(Excerpts from a detection dataset)
◇ ◇ ◇ ◇

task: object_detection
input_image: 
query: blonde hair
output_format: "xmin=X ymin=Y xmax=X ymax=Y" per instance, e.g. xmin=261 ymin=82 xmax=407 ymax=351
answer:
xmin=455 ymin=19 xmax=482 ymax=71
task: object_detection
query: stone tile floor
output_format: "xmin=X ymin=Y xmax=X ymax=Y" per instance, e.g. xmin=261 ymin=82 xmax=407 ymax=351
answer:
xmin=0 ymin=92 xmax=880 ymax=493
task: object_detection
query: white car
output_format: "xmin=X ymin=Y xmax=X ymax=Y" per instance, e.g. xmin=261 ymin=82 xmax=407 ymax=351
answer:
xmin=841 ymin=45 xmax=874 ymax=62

◇ ◇ ◇ ◇

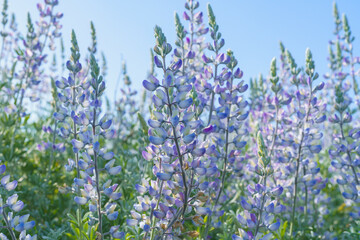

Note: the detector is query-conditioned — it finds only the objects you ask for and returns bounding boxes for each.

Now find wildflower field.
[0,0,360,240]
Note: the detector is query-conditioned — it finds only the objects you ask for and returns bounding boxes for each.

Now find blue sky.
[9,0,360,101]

◇ ◇ ◇ ◇

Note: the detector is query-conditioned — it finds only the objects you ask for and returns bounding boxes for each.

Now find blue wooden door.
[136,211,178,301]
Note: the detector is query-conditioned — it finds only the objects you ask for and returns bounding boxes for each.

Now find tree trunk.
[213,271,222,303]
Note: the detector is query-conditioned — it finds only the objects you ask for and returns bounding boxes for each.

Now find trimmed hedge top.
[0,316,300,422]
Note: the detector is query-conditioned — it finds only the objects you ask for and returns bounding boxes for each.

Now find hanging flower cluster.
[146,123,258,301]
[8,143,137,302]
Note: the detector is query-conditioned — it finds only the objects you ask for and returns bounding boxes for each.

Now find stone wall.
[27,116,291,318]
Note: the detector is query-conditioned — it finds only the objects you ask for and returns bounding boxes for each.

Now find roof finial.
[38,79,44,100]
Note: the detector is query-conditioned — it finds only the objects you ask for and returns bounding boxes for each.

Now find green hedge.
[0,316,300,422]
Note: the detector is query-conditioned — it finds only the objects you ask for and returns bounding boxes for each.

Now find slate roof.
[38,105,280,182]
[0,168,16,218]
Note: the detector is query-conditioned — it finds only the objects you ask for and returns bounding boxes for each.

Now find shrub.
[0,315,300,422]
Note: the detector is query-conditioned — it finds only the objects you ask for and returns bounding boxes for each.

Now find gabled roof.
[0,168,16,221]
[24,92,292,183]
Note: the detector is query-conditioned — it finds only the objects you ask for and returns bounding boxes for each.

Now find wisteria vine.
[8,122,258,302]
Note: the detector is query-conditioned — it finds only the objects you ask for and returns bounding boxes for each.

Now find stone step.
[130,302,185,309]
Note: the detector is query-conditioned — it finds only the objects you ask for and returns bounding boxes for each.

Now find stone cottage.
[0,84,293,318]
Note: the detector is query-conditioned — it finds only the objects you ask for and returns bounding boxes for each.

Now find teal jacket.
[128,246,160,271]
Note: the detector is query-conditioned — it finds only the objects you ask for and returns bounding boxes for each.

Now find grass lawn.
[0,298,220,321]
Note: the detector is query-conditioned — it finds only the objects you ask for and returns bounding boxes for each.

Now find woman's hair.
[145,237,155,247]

◇ ◇ ◇ ◇

→ **Exercise directions**:
Collect every line in the data above that contains the string "hedge".

→ **Solution for this exercise**:
Now find trimmed hedge top.
Now find green hedge.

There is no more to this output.